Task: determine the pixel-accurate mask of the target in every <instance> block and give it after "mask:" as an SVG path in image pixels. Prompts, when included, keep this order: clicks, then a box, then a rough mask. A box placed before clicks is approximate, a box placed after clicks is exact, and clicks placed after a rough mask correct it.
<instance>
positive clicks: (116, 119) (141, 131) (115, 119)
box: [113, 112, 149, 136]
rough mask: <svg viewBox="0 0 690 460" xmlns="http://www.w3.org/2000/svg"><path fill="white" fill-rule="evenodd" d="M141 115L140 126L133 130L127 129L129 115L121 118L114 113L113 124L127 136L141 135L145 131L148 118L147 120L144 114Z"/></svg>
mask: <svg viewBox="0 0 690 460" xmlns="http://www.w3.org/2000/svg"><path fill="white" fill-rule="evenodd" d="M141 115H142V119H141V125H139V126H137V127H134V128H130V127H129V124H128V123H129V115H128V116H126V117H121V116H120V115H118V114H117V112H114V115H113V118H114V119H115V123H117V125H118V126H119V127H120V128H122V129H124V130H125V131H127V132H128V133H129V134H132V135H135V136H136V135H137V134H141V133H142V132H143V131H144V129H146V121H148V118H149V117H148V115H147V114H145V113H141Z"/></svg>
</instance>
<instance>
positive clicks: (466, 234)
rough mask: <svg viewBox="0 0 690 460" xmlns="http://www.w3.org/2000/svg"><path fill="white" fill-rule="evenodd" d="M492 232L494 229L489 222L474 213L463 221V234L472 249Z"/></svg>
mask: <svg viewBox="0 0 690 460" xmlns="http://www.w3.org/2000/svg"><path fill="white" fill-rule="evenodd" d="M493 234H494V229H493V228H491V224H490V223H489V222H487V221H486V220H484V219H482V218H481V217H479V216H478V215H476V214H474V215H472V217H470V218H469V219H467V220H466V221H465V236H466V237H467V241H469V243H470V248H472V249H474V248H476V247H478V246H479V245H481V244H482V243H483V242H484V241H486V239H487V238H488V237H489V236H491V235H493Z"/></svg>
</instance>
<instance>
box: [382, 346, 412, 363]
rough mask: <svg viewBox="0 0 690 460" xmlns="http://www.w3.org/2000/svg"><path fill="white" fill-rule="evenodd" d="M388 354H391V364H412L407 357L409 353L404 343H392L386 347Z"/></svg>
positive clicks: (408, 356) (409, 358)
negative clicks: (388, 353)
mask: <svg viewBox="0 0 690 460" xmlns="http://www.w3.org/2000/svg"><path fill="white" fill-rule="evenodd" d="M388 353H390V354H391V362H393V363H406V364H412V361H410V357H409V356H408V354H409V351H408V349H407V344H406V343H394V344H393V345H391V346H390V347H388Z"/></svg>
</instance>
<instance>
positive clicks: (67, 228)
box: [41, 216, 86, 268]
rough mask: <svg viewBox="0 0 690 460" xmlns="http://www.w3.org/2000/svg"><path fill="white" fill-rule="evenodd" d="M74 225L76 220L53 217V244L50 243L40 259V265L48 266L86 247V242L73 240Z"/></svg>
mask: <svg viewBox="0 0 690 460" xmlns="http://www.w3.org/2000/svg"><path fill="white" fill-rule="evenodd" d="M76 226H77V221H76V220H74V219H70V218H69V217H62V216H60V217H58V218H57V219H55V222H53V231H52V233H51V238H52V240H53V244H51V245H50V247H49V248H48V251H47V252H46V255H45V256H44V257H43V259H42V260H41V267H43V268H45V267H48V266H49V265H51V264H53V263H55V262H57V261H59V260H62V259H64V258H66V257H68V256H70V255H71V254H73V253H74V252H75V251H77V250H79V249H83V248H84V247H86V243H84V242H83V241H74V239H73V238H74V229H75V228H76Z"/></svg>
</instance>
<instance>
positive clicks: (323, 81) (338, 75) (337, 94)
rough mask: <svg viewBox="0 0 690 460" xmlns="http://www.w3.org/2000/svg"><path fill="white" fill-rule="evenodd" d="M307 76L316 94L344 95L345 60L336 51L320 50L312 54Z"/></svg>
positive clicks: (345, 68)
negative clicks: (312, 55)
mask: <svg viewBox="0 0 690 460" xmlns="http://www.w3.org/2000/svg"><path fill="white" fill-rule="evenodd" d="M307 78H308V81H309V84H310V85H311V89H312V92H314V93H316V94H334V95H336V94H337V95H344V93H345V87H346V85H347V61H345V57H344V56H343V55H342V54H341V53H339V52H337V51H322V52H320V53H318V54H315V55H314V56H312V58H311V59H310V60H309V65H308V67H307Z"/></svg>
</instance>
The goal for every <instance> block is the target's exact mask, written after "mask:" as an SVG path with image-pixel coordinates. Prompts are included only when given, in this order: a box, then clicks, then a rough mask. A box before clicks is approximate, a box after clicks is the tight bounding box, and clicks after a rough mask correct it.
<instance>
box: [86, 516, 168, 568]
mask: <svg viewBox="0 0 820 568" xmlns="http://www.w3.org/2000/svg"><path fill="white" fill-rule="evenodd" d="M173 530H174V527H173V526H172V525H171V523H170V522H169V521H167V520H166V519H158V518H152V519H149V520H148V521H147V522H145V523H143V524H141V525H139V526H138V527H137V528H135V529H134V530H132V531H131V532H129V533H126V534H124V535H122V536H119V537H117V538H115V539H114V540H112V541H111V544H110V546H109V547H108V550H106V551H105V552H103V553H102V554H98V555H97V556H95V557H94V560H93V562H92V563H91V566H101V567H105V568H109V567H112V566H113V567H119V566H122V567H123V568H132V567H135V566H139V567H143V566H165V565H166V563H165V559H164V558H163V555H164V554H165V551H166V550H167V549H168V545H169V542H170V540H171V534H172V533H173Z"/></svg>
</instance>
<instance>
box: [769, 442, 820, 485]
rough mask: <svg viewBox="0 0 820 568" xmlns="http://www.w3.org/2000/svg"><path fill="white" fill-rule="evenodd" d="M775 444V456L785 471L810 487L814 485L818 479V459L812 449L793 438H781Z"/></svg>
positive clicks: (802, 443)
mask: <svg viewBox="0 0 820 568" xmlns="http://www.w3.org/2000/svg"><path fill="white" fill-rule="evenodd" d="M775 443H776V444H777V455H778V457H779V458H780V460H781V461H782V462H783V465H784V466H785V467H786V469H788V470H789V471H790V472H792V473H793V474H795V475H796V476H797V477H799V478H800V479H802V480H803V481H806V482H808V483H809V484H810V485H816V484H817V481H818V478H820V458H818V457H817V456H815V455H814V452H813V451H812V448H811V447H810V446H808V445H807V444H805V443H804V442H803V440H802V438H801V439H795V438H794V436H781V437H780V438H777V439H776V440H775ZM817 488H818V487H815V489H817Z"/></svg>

--- --- ---

**Required action**
Output the lines above between the one holding "positive clicks: (116, 119)" and the one holding "positive clicks: (466, 234)", inclusive, with nothing before or after them.

**Written solution**
positive clicks: (116, 119) (141, 131) (115, 119)
box: [113, 112, 149, 136]
rough mask: <svg viewBox="0 0 690 460" xmlns="http://www.w3.org/2000/svg"><path fill="white" fill-rule="evenodd" d="M141 115L140 126L133 130L127 129L129 115L121 118L114 113L113 124L127 136L141 135L145 131L148 118L147 120L144 114Z"/></svg>
mask: <svg viewBox="0 0 690 460" xmlns="http://www.w3.org/2000/svg"><path fill="white" fill-rule="evenodd" d="M141 115H142V119H141V125H139V126H137V127H134V128H130V127H129V124H128V123H129V115H128V116H126V117H121V116H120V115H118V114H117V112H114V115H113V118H114V119H115V123H117V125H118V126H119V127H120V128H122V129H124V130H125V131H127V132H128V133H129V134H132V135H135V136H136V135H137V134H141V133H142V132H143V131H144V129H146V121H148V118H149V117H148V115H147V114H145V113H141Z"/></svg>
</instance>
<instance>
positive clicks: (466, 234)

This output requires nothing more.